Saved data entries
==========
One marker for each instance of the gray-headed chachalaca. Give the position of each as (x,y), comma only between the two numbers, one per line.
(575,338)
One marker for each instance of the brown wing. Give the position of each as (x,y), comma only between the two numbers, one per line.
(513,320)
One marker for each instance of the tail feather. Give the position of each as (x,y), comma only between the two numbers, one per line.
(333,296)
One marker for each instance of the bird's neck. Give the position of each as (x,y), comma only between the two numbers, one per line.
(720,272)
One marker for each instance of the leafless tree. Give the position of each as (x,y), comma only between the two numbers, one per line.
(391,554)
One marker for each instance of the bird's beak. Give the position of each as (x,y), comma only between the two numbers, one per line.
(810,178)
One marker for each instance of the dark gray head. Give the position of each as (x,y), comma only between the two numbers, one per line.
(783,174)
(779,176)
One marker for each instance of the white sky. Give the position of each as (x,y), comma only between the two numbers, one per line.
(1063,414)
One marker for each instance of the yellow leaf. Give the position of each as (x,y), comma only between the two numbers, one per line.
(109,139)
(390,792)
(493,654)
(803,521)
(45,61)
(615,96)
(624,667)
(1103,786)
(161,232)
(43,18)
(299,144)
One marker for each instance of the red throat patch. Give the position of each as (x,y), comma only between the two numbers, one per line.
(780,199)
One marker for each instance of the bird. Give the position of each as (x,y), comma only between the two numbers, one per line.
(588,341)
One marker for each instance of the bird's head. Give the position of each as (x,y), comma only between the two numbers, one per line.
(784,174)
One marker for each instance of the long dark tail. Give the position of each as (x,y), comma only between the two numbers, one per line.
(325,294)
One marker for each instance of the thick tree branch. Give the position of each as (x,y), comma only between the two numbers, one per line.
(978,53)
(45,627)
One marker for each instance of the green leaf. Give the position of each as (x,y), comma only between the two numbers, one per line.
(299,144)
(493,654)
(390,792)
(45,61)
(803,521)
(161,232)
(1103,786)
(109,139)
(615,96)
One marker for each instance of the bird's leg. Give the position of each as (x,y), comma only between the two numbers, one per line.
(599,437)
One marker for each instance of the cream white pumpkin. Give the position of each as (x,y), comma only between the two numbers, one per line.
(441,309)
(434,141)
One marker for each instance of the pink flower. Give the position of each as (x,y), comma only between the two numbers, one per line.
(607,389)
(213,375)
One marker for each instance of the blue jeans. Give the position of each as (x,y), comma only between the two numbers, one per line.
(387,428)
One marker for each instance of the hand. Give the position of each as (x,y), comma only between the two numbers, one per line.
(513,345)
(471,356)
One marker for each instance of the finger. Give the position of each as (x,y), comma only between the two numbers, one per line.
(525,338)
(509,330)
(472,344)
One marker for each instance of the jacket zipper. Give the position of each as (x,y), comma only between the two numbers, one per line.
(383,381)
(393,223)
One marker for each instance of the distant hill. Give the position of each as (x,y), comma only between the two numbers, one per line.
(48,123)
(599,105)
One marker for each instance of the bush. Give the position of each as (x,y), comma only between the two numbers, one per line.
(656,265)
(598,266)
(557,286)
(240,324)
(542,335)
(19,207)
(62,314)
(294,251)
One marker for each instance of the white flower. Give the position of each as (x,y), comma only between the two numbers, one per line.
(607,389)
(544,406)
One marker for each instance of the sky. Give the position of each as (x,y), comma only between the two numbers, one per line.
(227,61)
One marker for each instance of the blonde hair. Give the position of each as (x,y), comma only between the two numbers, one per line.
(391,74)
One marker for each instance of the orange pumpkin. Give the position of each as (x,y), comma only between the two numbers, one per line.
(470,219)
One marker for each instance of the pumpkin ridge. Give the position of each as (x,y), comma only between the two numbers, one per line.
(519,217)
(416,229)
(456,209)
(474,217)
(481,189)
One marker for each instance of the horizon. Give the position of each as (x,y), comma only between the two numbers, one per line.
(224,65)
==========
* Task item: Would you quote, exactly and only, the lines from the one containing "One marker for each instance of the orange" to the end of the entries?

* Result for this exercise:
One marker for each instance of the orange pumpkin. Give the position of each as (x,y), comma only between the two numbers, one per line.
(470,219)
One marker for each instance of the pumpkin ridge. Give the position of each as (x,y), comma only between the two numbers, one per line.
(519,217)
(416,229)
(456,209)
(474,217)
(481,189)
One marker for each instance of the horizon. Give the position of each as (x,y), comma only between the two numbers, one per line.
(224,65)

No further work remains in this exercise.